TASK REQUIREMENTS:
An exact reproduction of the records is required. Images must be left out.

:::::

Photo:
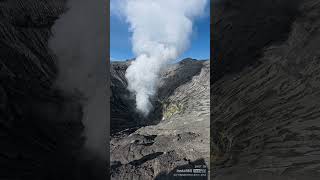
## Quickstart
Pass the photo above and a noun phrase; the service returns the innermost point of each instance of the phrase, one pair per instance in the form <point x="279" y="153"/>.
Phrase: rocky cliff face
<point x="40" y="126"/>
<point x="265" y="114"/>
<point x="175" y="134"/>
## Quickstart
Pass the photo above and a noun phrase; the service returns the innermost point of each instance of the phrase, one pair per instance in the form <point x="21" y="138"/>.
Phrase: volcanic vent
<point x="176" y="129"/>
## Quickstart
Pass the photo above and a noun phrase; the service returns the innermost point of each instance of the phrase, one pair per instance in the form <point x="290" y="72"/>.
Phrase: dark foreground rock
<point x="265" y="117"/>
<point x="41" y="132"/>
<point x="175" y="135"/>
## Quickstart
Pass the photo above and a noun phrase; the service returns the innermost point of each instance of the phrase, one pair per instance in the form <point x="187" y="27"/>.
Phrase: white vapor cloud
<point x="161" y="31"/>
<point x="78" y="41"/>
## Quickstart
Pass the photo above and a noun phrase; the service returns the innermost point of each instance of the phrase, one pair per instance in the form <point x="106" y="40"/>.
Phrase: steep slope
<point x="40" y="126"/>
<point x="177" y="131"/>
<point x="265" y="118"/>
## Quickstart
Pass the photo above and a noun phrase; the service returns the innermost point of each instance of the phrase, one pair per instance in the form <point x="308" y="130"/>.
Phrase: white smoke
<point x="161" y="32"/>
<point x="79" y="42"/>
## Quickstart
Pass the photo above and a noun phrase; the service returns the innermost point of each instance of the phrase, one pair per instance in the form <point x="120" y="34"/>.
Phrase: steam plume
<point x="161" y="32"/>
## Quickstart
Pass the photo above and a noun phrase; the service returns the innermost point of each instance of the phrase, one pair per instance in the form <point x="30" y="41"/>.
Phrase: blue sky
<point x="120" y="43"/>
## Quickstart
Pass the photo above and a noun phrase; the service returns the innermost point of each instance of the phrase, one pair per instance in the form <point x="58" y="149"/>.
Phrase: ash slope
<point x="177" y="131"/>
<point x="40" y="126"/>
<point x="265" y="117"/>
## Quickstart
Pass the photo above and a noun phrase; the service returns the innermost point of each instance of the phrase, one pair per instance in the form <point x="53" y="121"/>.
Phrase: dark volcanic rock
<point x="175" y="134"/>
<point x="265" y="118"/>
<point x="40" y="127"/>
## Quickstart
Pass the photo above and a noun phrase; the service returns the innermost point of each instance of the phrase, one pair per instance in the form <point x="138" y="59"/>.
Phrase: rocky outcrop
<point x="265" y="116"/>
<point x="174" y="135"/>
<point x="40" y="126"/>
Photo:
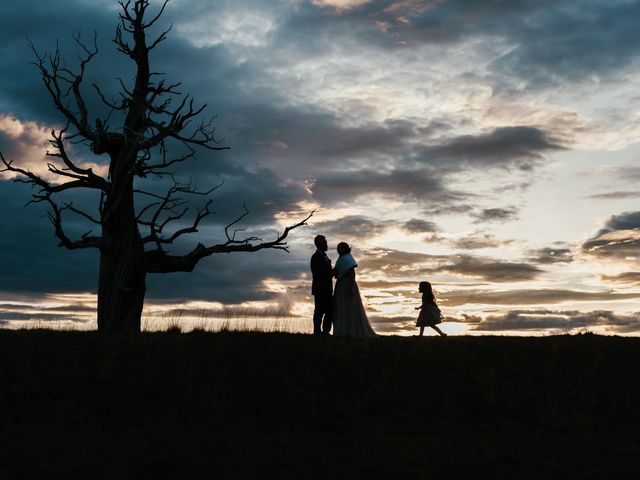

:::::

OUTPUT BELOW:
Photo:
## Quickstart
Pass the photo above and a noun phrase; the service returns the innermost point of each instance of the phrase, one pair per instance in the form <point x="279" y="153"/>.
Phrase: rocky cliff face
<point x="40" y="126"/>
<point x="265" y="114"/>
<point x="175" y="134"/>
## Quickstart
Pass the photo above and a noun phrase; the service returns the innermost point of each instance of the phrase, one pair per instance in the form <point x="21" y="138"/>.
Phrase: volcanic vent
<point x="176" y="129"/>
## Quickstart
Pass the photo above and a noun phrase; the service returns the innermost point of each instance of the phrase, one pair per instance in the form <point x="290" y="72"/>.
Phrase: dark foreground rock
<point x="265" y="117"/>
<point x="41" y="132"/>
<point x="175" y="135"/>
## Quickstart
Pass the photo above and a noun phrase; the service returns the innermost point of each instance of the phrase, one pair per instance in the form <point x="187" y="27"/>.
Phrase: white vapor cloud
<point x="161" y="31"/>
<point x="78" y="41"/>
## Quickstart
Pass the photo above and a noun phrase; the service returns the innermost point of each instance of the phrase, one pair per instance in the form <point x="106" y="40"/>.
Phrase: steep slope
<point x="40" y="126"/>
<point x="177" y="131"/>
<point x="265" y="118"/>
## Quickstart
Pass the photo above and a noun phrase; the service returns the innermost point of each instance of the phrase, one pair per instance in the form <point x="308" y="130"/>.
Phrase: white smoke
<point x="161" y="32"/>
<point x="79" y="42"/>
## Quickstart
Pass the photo above and a noun phrase; the service returns the innermost point of each instance of the phrase, one pair per instance in the form <point x="120" y="34"/>.
Phrase: steam plume
<point x="161" y="32"/>
## Quickstart
Pass the photo above and a noun phrase; the service returns the innermost point of each instance of the phrase, one pair per instance in the form <point x="30" y="41"/>.
Phrase: blue sky
<point x="120" y="43"/>
## Quickstart
Pass the photo above and a noun phrase; the service returns the innermost point of each instance of the phrase, one pair per instance in the form <point x="58" y="149"/>.
Phrase: ash slope
<point x="177" y="131"/>
<point x="40" y="126"/>
<point x="265" y="117"/>
## Quickstart
Pass the photo above and a noun phrase; the service returns the innermost point of each instance of the phrase, one pair per instance in the form <point x="53" y="121"/>.
Phrase: dark volcanic rock
<point x="175" y="134"/>
<point x="265" y="118"/>
<point x="40" y="127"/>
## Quickstart
Pass the photo above and a noun phrase; the service returns the innermost point of each instance of the phrase, one pair per instance in the form <point x="138" y="59"/>.
Phrase: rocky outcrop
<point x="265" y="116"/>
<point x="174" y="135"/>
<point x="40" y="126"/>
Photo:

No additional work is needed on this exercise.